What you should do ▸ Each line from the one containing "Target: tree line on island" to the end of the listing below must be retyped exactly, with no line left out and none added.
--- START ---
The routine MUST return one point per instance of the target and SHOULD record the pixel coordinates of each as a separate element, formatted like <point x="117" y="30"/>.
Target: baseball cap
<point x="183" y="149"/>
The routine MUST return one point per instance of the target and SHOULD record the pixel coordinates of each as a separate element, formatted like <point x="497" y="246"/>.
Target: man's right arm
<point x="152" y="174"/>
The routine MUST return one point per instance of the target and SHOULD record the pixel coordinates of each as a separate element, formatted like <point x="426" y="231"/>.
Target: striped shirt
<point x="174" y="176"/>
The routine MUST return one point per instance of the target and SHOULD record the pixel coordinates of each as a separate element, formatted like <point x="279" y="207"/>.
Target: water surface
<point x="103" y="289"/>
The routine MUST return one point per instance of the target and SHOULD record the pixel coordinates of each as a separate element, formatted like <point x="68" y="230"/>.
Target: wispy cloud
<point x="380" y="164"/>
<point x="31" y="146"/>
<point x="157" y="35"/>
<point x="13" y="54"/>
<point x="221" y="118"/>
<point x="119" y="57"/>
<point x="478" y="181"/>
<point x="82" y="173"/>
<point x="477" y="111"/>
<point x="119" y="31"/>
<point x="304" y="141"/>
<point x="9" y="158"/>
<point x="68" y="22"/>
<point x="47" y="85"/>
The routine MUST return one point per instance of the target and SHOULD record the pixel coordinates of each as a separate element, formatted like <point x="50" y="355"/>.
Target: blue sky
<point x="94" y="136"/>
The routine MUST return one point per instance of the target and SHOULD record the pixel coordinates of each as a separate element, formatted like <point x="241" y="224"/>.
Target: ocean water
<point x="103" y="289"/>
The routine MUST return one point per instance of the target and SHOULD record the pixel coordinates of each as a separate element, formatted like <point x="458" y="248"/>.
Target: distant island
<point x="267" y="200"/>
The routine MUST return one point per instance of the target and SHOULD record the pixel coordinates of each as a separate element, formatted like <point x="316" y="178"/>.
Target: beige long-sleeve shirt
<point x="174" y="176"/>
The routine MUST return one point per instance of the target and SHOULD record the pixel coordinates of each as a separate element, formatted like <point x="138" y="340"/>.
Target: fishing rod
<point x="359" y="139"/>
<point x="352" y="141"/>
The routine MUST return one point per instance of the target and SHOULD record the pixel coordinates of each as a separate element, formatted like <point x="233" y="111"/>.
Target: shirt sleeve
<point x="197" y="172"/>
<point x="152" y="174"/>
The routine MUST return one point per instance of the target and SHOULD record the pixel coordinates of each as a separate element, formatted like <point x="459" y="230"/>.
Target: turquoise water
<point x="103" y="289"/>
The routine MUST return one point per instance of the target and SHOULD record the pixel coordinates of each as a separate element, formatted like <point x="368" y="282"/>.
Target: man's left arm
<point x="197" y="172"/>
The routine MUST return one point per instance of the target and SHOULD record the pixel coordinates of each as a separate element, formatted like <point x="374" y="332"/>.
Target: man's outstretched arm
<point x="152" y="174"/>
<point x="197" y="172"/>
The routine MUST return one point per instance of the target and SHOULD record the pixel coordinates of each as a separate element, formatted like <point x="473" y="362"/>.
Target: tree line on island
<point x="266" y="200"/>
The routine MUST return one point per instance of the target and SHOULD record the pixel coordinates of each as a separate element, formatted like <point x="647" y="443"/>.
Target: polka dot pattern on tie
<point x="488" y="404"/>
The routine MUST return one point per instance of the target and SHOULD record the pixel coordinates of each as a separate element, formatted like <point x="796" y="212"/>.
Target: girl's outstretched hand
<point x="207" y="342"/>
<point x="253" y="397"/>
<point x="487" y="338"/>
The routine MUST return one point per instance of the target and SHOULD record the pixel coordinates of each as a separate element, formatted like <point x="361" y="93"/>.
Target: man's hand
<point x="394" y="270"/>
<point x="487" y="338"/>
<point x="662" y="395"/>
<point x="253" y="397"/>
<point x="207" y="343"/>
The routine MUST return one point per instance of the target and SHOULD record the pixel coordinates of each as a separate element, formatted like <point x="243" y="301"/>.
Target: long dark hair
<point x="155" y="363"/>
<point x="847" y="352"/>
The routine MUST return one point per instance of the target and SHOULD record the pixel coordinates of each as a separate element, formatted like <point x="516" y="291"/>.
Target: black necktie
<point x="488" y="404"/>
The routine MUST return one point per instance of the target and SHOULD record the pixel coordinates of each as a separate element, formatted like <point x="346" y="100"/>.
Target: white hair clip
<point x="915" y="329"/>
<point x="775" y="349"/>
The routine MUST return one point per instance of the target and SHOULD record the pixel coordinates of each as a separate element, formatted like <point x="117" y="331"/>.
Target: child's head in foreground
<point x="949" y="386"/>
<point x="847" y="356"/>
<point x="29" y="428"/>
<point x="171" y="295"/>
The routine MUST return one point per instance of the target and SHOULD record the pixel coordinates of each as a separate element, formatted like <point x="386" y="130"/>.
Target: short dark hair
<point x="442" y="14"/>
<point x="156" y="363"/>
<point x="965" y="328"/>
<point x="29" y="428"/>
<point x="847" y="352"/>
--- END ---
Worked solution ▸
Target: tree line on island
<point x="266" y="200"/>
The routine MUST return one point per instance of the target and SHOULD record the pixel coordinates of each as a separate element, formatted like <point x="647" y="443"/>.
Target: polka dot pattern on tie
<point x="488" y="404"/>
The routine MUST return one point per instance of the target and SHOULD record the pixel coordinates of each as a separate element, formatted like <point x="796" y="212"/>.
Target: girl's outstretched hand
<point x="207" y="342"/>
<point x="253" y="397"/>
<point x="487" y="338"/>
The routine MUST return one point per instance of the target and SHOULD record the pixel coordinates of each as a separate element, formatted like <point x="361" y="93"/>.
Target: man's hand
<point x="394" y="270"/>
<point x="487" y="338"/>
<point x="662" y="395"/>
<point x="253" y="397"/>
<point x="207" y="343"/>
The routine MUST return one point per instance of the target and SHOULD record the pixel coordinates of each as a separate element, formatted like <point x="243" y="301"/>.
Target: long dark hair
<point x="155" y="363"/>
<point x="847" y="352"/>
The routine MUST return one point per instance of the target and SHOULD record the pixel coordinates of each as a separate element, formatted like <point x="516" y="291"/>.
Target: black necktie
<point x="488" y="404"/>
The routine MUST return one point per instance of the target and SHOULD record the pixel coordinates of each as a separate element, formatted like <point x="346" y="100"/>.
Target: white hair clip
<point x="915" y="329"/>
<point x="775" y="349"/>
The routine MUST return one point per instance of the target and SHOULD record the pixel coordinates of each as a separate element, formatted like <point x="117" y="331"/>.
Target: child's head in foreground
<point x="949" y="386"/>
<point x="847" y="356"/>
<point x="29" y="428"/>
<point x="171" y="295"/>
The routine MUST return one point per instance of the target and SHOULD record the pixel coordinates of each as a separate element, formatted like <point x="386" y="130"/>.
Target: short dark hair
<point x="442" y="14"/>
<point x="156" y="363"/>
<point x="965" y="328"/>
<point x="29" y="428"/>
<point x="847" y="352"/>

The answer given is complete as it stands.